= TASK DIRECTIONS =
Copy, word for word, everything in the passage on flawed medical-imaging data from "So these researchers" down to "of their assumptions.".

But if your data collection protocol is flawed—if you collected COVID images from one hospital and non-COVID images from another—then your test set will have the exact same flaws! Any statistics that you do will lie to you and tell you that you are doing it right because you are finding the same irrelevant differentiators in training as in test.

So these researchers were set up to fail from the get-go. From the moment they collected the data, they were doomed. There was nothing they could do once they decided on that collection mechanism. There was nothing they could do during their research process, during their validation process, or during their statistical analysis to realize the massive flaw they had at the very core of their assumptions.

Now, you can imagine this happens all over the place. It happened to two of my graduate students when they were in undergrad. They also trained a pretty standard ResNet on COVID vs. non-COVID images and obtained results that were too good to be true, because they weren’t. They collected the COVID images from one dataset and the non-COVID from a different dataset, and there were tiny differences in the image format, color composition, etc, not enough to be seen by the naked eye, but enough to help the neural net cheat on the COVID exam and gain extra points by looking at the wrong features.

And it also happened to superstar machine learning practitioner Andrew Ng and his superstar team of researchers. They were also analyzing images of lungs, and did all the right things. Except, when they split the data, different pictures of the same person fell on both the training and the test set. So the model could learn to detect subtle cues that appeared on both the training and test set—maybe a patient had a scar from a previous condition—and obtain a few extra points of accuracy. Not exactly the same level of critical failure as the other, but still, an example of how even the most professional among us can fall for this insidious mistake.

= ENTRIES SUPPLIED =
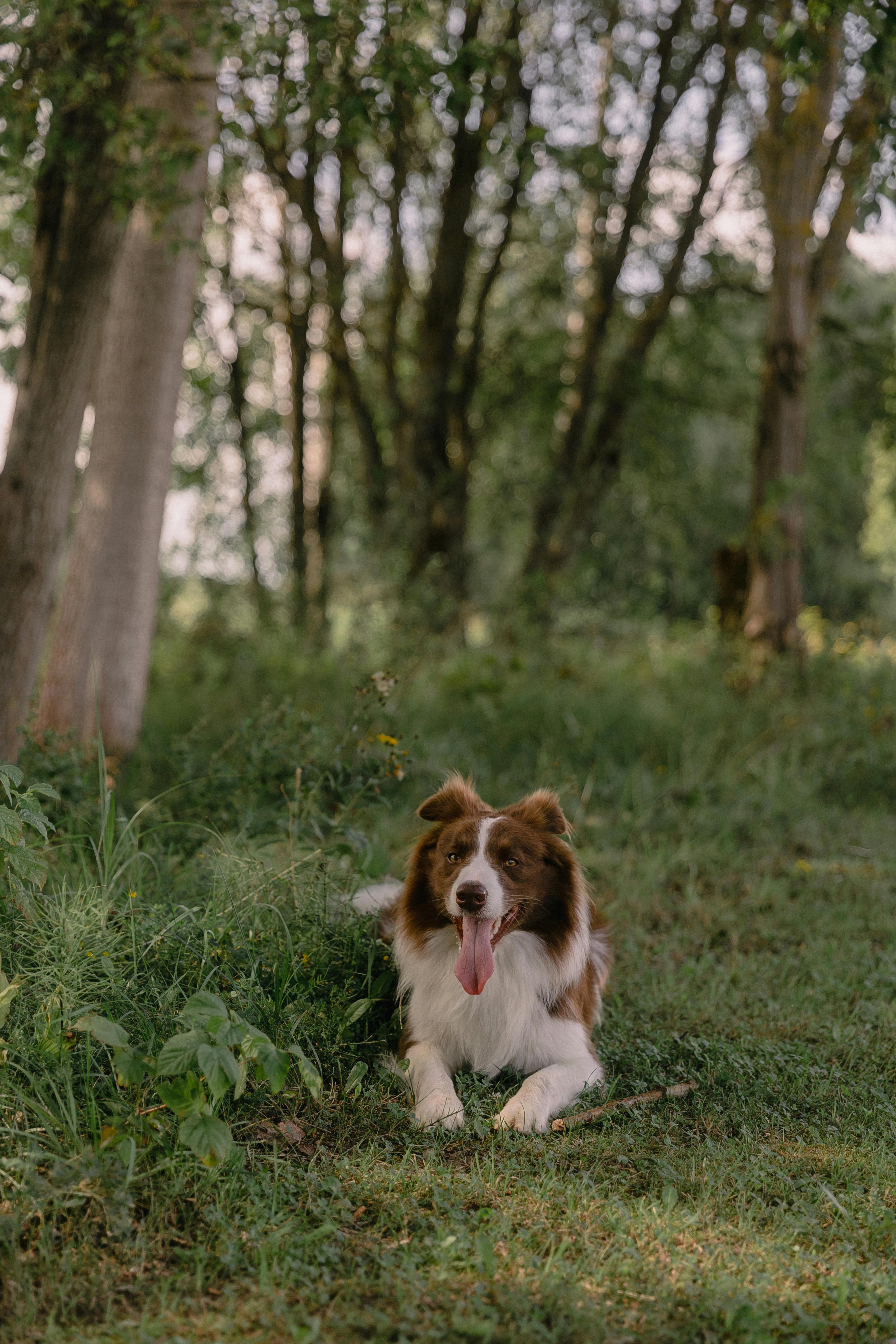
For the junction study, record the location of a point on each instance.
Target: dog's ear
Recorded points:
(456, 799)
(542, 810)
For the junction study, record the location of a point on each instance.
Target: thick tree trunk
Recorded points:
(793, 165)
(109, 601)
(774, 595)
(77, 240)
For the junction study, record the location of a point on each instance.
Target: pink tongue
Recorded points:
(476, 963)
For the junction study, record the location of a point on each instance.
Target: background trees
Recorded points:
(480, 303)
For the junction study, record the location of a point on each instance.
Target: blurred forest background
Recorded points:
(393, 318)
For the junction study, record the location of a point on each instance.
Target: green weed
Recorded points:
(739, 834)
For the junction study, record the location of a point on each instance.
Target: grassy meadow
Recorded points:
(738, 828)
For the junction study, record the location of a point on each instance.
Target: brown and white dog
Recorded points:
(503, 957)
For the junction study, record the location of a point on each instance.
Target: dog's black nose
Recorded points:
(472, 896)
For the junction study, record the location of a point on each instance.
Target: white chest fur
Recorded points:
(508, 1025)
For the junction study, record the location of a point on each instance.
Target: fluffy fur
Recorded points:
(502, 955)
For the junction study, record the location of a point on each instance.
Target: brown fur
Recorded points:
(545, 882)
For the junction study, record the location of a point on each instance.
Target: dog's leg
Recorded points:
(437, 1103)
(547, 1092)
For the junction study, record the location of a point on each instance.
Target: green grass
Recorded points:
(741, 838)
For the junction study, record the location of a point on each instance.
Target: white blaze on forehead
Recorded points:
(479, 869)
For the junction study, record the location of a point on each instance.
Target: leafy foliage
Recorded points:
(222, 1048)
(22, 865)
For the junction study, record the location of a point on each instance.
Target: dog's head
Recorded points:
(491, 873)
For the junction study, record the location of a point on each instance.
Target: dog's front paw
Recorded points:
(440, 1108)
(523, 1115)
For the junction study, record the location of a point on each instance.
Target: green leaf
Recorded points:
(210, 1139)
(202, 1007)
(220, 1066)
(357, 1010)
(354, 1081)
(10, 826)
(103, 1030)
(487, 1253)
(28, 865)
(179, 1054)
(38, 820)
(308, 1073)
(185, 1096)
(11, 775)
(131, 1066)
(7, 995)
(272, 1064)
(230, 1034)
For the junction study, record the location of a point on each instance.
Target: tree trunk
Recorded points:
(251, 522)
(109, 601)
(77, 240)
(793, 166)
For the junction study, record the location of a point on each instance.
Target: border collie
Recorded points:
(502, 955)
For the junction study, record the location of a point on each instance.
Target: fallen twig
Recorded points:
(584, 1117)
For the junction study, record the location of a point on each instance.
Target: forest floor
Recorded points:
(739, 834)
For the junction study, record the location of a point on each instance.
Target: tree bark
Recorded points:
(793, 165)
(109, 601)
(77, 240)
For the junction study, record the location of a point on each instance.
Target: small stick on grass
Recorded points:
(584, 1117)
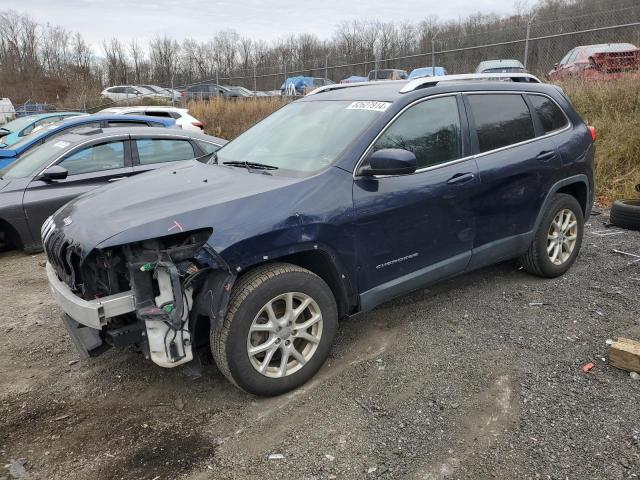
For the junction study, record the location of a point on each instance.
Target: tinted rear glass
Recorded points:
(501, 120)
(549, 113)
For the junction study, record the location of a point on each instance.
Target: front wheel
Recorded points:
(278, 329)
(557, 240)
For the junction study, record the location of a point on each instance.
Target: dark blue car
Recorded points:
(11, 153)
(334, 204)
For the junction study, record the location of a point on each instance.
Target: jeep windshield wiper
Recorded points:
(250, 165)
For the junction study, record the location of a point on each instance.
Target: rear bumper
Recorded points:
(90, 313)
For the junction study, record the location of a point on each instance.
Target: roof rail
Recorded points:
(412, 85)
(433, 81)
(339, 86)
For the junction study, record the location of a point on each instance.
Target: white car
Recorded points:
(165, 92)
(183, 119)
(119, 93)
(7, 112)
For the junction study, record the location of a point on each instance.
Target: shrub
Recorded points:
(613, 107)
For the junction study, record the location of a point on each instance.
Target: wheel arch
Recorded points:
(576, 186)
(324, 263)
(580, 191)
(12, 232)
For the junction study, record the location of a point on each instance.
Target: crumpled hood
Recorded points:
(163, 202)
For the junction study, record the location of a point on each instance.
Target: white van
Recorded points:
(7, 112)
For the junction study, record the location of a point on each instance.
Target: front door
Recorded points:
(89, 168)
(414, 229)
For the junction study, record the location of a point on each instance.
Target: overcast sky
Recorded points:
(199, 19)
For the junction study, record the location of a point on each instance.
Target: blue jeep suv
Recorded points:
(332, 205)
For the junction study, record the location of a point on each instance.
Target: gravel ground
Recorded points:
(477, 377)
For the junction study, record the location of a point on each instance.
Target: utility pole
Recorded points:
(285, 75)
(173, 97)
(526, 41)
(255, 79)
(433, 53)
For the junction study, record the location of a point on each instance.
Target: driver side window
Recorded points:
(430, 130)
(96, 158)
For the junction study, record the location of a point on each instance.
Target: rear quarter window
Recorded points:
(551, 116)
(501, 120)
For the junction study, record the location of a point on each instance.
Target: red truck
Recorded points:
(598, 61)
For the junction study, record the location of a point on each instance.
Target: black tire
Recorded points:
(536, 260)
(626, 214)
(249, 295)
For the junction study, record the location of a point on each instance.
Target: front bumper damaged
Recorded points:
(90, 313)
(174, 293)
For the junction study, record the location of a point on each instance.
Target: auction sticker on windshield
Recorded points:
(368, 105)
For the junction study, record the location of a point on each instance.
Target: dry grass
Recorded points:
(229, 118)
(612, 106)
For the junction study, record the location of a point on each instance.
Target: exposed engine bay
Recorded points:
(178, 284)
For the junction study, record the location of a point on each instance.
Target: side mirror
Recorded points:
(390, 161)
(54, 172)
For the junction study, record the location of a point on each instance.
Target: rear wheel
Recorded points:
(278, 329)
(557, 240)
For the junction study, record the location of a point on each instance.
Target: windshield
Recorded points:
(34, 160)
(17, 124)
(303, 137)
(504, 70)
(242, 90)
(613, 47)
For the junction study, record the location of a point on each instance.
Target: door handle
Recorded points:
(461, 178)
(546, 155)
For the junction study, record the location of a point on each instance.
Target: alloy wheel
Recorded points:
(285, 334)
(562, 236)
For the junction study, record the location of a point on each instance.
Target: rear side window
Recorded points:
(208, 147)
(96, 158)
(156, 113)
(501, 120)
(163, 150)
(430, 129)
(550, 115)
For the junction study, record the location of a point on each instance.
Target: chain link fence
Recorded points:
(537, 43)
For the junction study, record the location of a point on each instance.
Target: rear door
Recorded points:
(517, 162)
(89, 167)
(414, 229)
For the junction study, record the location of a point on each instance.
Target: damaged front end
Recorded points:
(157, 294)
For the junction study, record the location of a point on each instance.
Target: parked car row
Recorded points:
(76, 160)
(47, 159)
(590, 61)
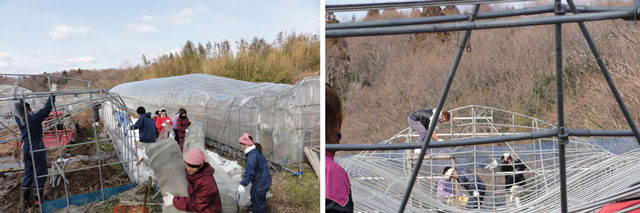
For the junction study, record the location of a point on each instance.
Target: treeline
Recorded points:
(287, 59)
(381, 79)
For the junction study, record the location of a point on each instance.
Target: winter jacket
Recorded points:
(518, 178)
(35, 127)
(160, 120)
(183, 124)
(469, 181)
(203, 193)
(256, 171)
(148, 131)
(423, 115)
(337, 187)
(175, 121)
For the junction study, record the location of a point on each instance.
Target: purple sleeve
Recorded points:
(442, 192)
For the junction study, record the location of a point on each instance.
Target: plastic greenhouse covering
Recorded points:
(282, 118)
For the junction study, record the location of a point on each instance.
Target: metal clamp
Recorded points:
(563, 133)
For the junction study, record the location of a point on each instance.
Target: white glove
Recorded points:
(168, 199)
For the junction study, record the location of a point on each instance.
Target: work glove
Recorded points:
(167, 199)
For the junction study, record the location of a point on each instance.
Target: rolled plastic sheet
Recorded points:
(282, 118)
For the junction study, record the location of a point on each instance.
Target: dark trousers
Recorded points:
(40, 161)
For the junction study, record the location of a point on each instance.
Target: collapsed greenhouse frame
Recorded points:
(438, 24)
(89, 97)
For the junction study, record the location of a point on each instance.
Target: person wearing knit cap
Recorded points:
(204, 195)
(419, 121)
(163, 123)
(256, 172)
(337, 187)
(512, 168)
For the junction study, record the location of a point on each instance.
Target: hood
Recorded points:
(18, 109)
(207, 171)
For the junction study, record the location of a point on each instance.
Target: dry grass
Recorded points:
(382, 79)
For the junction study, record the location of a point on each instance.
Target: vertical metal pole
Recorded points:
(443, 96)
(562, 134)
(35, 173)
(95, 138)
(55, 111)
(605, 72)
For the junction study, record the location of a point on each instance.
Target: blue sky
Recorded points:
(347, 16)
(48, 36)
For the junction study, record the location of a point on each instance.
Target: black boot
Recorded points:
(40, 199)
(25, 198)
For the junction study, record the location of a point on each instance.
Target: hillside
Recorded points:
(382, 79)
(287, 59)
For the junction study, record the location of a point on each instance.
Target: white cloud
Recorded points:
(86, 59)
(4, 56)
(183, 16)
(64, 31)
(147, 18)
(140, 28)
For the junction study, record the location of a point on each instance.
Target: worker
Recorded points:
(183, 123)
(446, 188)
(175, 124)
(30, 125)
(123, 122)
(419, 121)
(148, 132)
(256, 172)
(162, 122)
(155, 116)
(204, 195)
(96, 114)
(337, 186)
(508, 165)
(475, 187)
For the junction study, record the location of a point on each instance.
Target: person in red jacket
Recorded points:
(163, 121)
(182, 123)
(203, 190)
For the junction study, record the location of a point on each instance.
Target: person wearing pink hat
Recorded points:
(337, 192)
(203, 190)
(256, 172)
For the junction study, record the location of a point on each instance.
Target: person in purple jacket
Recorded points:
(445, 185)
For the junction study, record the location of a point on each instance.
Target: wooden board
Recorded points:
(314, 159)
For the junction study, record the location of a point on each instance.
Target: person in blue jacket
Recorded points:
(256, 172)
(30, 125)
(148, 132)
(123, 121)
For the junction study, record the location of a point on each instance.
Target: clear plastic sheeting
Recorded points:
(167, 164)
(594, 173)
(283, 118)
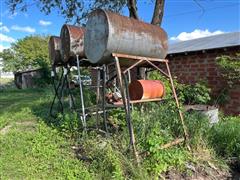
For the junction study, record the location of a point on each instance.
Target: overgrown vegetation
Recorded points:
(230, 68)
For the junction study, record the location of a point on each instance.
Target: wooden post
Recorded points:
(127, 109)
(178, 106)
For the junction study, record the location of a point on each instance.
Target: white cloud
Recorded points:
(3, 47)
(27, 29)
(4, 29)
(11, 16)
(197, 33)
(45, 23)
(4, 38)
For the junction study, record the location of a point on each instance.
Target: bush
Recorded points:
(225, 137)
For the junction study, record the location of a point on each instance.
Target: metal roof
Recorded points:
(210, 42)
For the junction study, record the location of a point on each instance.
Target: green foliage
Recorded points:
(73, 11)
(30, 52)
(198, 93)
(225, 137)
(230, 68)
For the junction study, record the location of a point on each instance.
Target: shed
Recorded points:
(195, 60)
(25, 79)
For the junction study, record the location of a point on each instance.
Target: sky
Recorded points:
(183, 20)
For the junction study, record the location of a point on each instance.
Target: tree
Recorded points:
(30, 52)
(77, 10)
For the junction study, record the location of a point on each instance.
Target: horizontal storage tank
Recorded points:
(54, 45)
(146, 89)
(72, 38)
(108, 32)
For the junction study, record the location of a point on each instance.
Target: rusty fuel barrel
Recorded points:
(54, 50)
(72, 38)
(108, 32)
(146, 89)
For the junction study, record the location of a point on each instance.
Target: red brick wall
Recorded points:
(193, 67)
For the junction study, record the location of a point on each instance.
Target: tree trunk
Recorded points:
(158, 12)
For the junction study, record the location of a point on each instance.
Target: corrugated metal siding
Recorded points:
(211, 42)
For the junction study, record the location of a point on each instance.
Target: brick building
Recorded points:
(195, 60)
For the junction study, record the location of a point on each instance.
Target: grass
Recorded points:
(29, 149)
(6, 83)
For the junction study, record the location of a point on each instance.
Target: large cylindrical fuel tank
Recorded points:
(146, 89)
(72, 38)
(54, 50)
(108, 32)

= TASK ANSWER =
So these researchers were set up to fail from the get-go. From the moment they collected the data, they were doomed. There was nothing they could do once they decided on that collection mechanism. There was nothing they could do during their research process, during their validation process, or during their statistical analysis to realize the massive flaw they had at the very core of their assumptions.